### Exercise brief:
Look through the records below for the line with "find fork tine". Return that line and each one after it up to and including the line with "find wood grain", exactly.

### Given records:

+-------+

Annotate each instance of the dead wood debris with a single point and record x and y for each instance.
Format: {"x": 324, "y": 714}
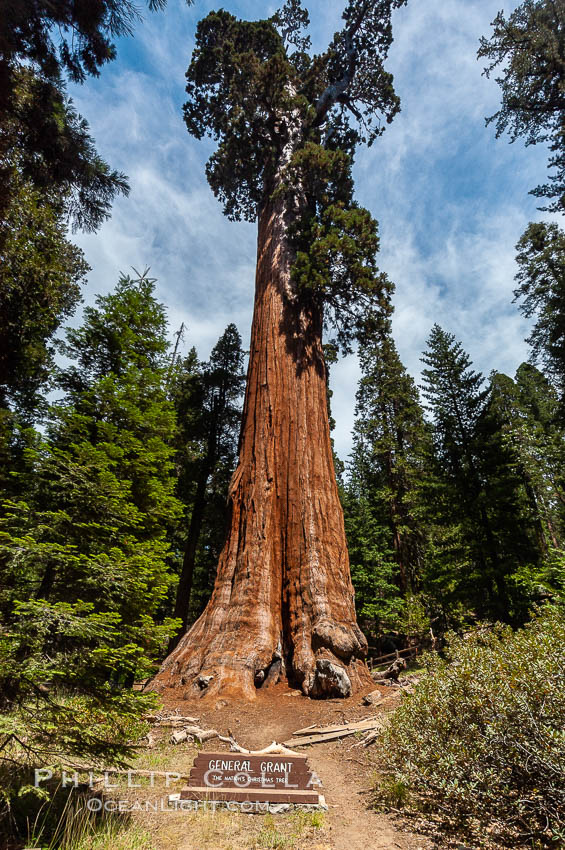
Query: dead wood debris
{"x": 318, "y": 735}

+-------+

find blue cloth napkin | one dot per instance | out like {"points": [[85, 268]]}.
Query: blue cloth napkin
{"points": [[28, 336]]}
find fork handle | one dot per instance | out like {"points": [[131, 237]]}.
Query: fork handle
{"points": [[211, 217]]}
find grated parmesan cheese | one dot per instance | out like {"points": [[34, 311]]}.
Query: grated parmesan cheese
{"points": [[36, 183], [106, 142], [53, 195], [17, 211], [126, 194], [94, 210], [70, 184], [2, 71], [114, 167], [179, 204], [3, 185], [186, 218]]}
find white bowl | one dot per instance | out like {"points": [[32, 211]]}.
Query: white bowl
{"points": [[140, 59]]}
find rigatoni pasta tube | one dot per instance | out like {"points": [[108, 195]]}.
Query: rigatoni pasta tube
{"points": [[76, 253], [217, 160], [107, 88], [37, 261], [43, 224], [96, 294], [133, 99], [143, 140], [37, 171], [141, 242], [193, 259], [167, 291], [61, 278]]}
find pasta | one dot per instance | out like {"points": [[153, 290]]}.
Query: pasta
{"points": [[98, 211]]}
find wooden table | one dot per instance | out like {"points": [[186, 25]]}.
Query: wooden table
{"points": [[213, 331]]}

+-------+

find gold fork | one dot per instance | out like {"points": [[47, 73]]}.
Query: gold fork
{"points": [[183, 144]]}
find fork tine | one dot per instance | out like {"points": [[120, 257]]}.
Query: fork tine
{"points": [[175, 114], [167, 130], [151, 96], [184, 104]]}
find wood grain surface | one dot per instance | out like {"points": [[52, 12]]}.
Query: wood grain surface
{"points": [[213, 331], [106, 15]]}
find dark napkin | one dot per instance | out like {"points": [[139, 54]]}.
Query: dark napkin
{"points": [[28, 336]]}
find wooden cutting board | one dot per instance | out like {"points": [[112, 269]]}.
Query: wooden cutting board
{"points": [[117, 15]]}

+-------+

### Your solution:
find fork tine | one dot per instance | out like {"points": [[120, 257]]}.
Query: fork tine
{"points": [[175, 114], [167, 130], [151, 96], [184, 104]]}
find wood grain surface | one dot per instance | out like {"points": [[52, 12]]}.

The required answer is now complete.